— start of Information provided —

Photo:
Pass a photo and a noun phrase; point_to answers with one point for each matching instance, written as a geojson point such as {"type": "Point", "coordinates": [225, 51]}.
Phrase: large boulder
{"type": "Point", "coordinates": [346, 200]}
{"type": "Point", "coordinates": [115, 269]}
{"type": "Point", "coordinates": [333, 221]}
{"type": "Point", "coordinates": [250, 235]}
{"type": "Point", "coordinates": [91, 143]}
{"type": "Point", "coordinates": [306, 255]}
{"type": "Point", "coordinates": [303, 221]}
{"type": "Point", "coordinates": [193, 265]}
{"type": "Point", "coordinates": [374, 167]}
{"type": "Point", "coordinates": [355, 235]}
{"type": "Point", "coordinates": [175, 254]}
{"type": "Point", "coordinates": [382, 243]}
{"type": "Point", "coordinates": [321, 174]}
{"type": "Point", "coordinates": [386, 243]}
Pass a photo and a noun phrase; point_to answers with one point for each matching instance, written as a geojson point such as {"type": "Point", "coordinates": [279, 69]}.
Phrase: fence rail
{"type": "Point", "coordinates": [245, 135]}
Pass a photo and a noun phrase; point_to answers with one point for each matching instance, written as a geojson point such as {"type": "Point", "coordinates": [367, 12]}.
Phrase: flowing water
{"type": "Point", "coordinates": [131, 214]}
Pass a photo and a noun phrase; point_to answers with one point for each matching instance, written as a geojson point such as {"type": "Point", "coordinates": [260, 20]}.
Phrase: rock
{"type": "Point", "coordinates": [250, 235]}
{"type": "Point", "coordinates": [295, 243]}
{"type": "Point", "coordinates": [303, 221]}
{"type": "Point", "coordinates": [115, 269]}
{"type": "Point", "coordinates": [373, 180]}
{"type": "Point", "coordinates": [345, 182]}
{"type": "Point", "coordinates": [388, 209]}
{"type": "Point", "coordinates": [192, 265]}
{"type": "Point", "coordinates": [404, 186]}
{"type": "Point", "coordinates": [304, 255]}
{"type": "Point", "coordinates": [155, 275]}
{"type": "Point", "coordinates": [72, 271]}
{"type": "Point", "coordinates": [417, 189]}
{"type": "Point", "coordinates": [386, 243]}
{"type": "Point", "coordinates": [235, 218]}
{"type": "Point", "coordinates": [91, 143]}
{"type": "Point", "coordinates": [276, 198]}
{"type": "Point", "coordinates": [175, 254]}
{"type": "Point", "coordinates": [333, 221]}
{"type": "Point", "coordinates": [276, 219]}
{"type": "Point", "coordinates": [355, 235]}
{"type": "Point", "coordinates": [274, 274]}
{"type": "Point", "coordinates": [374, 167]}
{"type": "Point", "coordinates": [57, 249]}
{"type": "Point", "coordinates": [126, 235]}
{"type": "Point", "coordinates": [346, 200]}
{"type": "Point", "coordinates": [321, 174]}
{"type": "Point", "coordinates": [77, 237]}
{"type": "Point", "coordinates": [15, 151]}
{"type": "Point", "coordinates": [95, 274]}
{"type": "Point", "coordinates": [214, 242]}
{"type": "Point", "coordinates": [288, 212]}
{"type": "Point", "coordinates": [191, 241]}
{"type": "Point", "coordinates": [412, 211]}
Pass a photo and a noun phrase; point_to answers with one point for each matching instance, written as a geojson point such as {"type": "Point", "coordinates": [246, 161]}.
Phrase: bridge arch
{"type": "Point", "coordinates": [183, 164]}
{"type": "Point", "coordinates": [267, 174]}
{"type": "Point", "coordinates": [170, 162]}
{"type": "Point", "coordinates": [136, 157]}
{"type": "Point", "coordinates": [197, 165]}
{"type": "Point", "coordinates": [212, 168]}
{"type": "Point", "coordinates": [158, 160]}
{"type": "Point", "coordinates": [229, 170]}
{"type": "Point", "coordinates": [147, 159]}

— end of Information provided —

**What to do**
Output the listing above exactly as it appears.

**Finished task**
Photo:
Pass a photo and a noun phrase; point_to answers with one point for each matching instance, written as a geojson point such as {"type": "Point", "coordinates": [225, 51]}.
Phrase: large boulder
{"type": "Point", "coordinates": [346, 200]}
{"type": "Point", "coordinates": [115, 269]}
{"type": "Point", "coordinates": [333, 221]}
{"type": "Point", "coordinates": [250, 235]}
{"type": "Point", "coordinates": [91, 143]}
{"type": "Point", "coordinates": [306, 255]}
{"type": "Point", "coordinates": [303, 221]}
{"type": "Point", "coordinates": [193, 265]}
{"type": "Point", "coordinates": [374, 167]}
{"type": "Point", "coordinates": [355, 235]}
{"type": "Point", "coordinates": [175, 254]}
{"type": "Point", "coordinates": [382, 243]}
{"type": "Point", "coordinates": [321, 174]}
{"type": "Point", "coordinates": [386, 243]}
Pass a photo and a noun phrase; point_to answers with one point for each matching instance, written as a geojson point such as {"type": "Point", "coordinates": [279, 69]}.
Phrase: fence rail
{"type": "Point", "coordinates": [245, 135]}
Pass a photo and a noun phrase; point_to answers with one point for each matching instance, written as a geojson point such as {"type": "Point", "coordinates": [367, 12]}.
Phrase: flowing water
{"type": "Point", "coordinates": [131, 214]}
Pass a photo and a noun phrase; point_to answers with one point for each matching instance, written as a geojson point such as {"type": "Point", "coordinates": [260, 20]}.
Phrase: rock
{"type": "Point", "coordinates": [250, 235]}
{"type": "Point", "coordinates": [295, 243]}
{"type": "Point", "coordinates": [303, 221]}
{"type": "Point", "coordinates": [115, 269]}
{"type": "Point", "coordinates": [373, 180]}
{"type": "Point", "coordinates": [345, 182]}
{"type": "Point", "coordinates": [388, 209]}
{"type": "Point", "coordinates": [192, 265]}
{"type": "Point", "coordinates": [404, 186]}
{"type": "Point", "coordinates": [304, 255]}
{"type": "Point", "coordinates": [155, 275]}
{"type": "Point", "coordinates": [72, 271]}
{"type": "Point", "coordinates": [417, 189]}
{"type": "Point", "coordinates": [386, 243]}
{"type": "Point", "coordinates": [235, 218]}
{"type": "Point", "coordinates": [91, 143]}
{"type": "Point", "coordinates": [276, 198]}
{"type": "Point", "coordinates": [175, 254]}
{"type": "Point", "coordinates": [333, 221]}
{"type": "Point", "coordinates": [276, 219]}
{"type": "Point", "coordinates": [355, 235]}
{"type": "Point", "coordinates": [274, 274]}
{"type": "Point", "coordinates": [374, 167]}
{"type": "Point", "coordinates": [57, 249]}
{"type": "Point", "coordinates": [126, 235]}
{"type": "Point", "coordinates": [346, 200]}
{"type": "Point", "coordinates": [321, 174]}
{"type": "Point", "coordinates": [77, 237]}
{"type": "Point", "coordinates": [15, 151]}
{"type": "Point", "coordinates": [95, 274]}
{"type": "Point", "coordinates": [214, 242]}
{"type": "Point", "coordinates": [288, 212]}
{"type": "Point", "coordinates": [191, 241]}
{"type": "Point", "coordinates": [412, 211]}
Pass a photo and a noun phrase; point_to answers with one point for each matching instance, written as a geojson point such as {"type": "Point", "coordinates": [246, 161]}.
Phrase: bridge arch
{"type": "Point", "coordinates": [183, 164]}
{"type": "Point", "coordinates": [267, 174]}
{"type": "Point", "coordinates": [170, 162]}
{"type": "Point", "coordinates": [136, 157]}
{"type": "Point", "coordinates": [197, 165]}
{"type": "Point", "coordinates": [212, 168]}
{"type": "Point", "coordinates": [158, 160]}
{"type": "Point", "coordinates": [229, 170]}
{"type": "Point", "coordinates": [147, 159]}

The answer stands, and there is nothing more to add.